■ The problem
Could you turn all of the material below into a JSON list of strings with one string per line, skipping blank lines and leaving out the pictures?

Position annotation records:
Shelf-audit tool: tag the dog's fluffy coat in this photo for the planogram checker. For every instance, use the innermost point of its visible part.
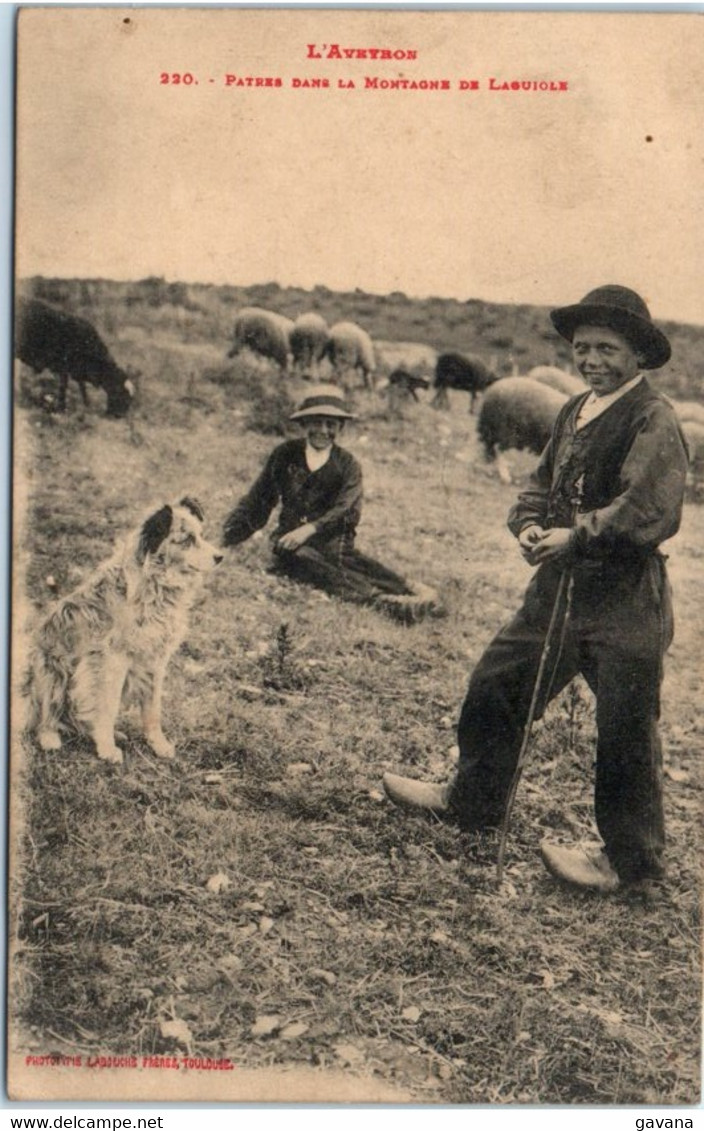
(114, 635)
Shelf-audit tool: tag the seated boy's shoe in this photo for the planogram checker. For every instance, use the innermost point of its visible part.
(423, 796)
(583, 866)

■ Answer
[
  "Shelf-audit tool: tag the dog's fluffy coat in this photo for the planogram checker. For every instance, use the innermost point of its visible part.",
  "(114, 635)",
  "Shelf-audit tool: tag the seated boy's shoe in this photo for the planogram checker. For every instance, use the innermost point of its visible part.",
  "(423, 796)",
  "(583, 866)"
]